= Task prompt =
The entries below should appear again in your reply, word for word.
::::
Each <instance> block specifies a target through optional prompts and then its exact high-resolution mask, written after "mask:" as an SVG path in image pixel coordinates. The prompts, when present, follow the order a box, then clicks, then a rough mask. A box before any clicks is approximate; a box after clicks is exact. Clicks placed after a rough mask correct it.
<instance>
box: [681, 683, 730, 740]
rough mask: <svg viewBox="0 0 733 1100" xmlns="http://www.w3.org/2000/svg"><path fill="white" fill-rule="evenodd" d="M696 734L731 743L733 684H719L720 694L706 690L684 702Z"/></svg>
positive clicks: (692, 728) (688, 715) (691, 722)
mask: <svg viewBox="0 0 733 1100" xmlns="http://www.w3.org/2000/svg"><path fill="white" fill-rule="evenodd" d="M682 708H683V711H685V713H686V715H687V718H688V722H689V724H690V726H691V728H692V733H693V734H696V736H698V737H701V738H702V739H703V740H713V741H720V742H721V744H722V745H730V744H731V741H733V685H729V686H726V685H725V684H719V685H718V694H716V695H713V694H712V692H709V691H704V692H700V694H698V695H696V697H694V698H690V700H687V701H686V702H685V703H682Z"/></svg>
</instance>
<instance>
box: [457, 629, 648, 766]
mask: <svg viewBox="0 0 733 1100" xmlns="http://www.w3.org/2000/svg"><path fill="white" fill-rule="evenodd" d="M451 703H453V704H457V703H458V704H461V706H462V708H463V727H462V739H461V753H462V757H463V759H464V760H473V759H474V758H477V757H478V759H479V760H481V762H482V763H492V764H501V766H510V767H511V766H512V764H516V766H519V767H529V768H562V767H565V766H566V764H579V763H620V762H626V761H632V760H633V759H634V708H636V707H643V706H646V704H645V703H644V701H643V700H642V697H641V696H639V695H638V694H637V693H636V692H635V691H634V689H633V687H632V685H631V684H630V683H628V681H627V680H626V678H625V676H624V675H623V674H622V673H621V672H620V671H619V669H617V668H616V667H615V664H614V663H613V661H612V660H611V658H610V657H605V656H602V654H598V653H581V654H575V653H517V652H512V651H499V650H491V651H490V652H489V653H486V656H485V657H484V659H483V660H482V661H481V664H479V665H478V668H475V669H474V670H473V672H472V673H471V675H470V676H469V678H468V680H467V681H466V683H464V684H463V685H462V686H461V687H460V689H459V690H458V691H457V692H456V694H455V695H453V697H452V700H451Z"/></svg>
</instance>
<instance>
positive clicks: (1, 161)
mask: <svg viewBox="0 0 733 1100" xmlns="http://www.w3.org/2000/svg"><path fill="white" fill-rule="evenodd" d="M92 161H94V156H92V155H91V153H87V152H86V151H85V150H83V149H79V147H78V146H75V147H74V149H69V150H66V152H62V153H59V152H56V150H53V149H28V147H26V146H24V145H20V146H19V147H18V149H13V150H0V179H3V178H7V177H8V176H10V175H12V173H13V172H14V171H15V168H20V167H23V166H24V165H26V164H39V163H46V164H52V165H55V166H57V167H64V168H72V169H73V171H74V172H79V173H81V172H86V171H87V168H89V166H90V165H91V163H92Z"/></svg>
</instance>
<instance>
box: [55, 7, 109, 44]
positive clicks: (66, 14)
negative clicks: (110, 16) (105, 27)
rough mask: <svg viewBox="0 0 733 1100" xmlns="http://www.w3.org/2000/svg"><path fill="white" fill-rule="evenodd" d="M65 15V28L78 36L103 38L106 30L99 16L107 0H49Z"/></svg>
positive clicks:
::::
= Written answer =
Each <instance> block specifies a target through optional prompts and then its exact high-resolution mask, written after "mask:" as an SVG path in image pixel coordinates. The prompts, when present, follow the order a box, then clicks, then a rough mask. A box before any clicks is approximate; a box after clicks is exact. Clicks placed after a rough mask correct it.
<instance>
box: [681, 683, 730, 740]
rough mask: <svg viewBox="0 0 733 1100" xmlns="http://www.w3.org/2000/svg"><path fill="white" fill-rule="evenodd" d="M696 734L731 743L733 684H719L720 694L706 690L684 702Z"/></svg>
positive clicks: (692, 728) (688, 715) (691, 722)
mask: <svg viewBox="0 0 733 1100" xmlns="http://www.w3.org/2000/svg"><path fill="white" fill-rule="evenodd" d="M682 708H683V711H685V713H686V715H687V718H688V722H689V724H690V726H691V728H692V733H693V734H696V736H698V737H701V738H702V739H703V740H713V741H720V742H721V744H722V745H730V744H731V741H733V685H729V686H726V685H725V684H719V685H718V694H716V695H713V694H712V692H709V691H704V692H700V694H698V695H696V697H694V698H690V700H687V701H686V702H685V703H682Z"/></svg>
</instance>
<instance>
box: [457, 629, 648, 766]
mask: <svg viewBox="0 0 733 1100" xmlns="http://www.w3.org/2000/svg"><path fill="white" fill-rule="evenodd" d="M451 703H453V704H457V703H458V704H461V706H462V708H463V727H462V739H461V753H462V757H463V759H464V760H473V759H474V758H477V757H478V759H479V760H481V762H482V763H492V764H501V766H510V767H511V766H512V764H516V766H519V767H529V768H562V767H565V766H566V764H579V763H620V762H626V761H632V760H633V759H634V708H636V707H643V706H646V704H645V703H644V701H643V700H642V697H641V696H639V695H638V694H637V693H636V692H635V691H634V689H633V687H632V685H631V684H630V683H628V681H627V680H626V678H625V676H624V675H623V674H622V673H621V672H620V671H619V669H617V668H616V667H615V664H614V663H613V661H612V660H611V658H610V657H605V656H602V654H598V653H581V654H575V653H517V652H512V651H499V650H491V651H490V652H489V653H486V656H485V657H484V659H483V660H482V661H481V664H479V665H478V668H475V669H474V670H473V672H472V673H471V675H470V676H469V678H468V680H467V681H466V683H464V684H463V685H462V686H461V687H460V689H459V690H458V691H457V692H456V694H455V695H453V697H452V700H451Z"/></svg>
</instance>
<instance>
positive clicks: (1, 161)
mask: <svg viewBox="0 0 733 1100" xmlns="http://www.w3.org/2000/svg"><path fill="white" fill-rule="evenodd" d="M92 161H94V156H92V155H91V153H87V152H86V151H85V150H83V149H79V147H78V146H75V147H74V149H69V150H66V152H62V153H59V152H56V150H53V149H28V147H26V146H24V145H20V146H19V147H18V149H13V150H0V179H3V178H7V177H8V176H10V175H12V173H13V172H14V171H15V168H20V167H23V166H24V165H26V164H39V163H46V164H52V165H55V166H57V167H64V168H72V169H73V171H74V172H79V173H81V172H86V171H87V168H89V166H90V165H91V163H92Z"/></svg>
</instance>
<instance>
box: [55, 7, 109, 44]
positive clicks: (66, 14)
negative clicks: (110, 16) (105, 27)
rough mask: <svg viewBox="0 0 733 1100" xmlns="http://www.w3.org/2000/svg"><path fill="white" fill-rule="evenodd" d="M65 15V28L78 36L103 38L106 30L99 16L107 0H49Z"/></svg>
positive clicks:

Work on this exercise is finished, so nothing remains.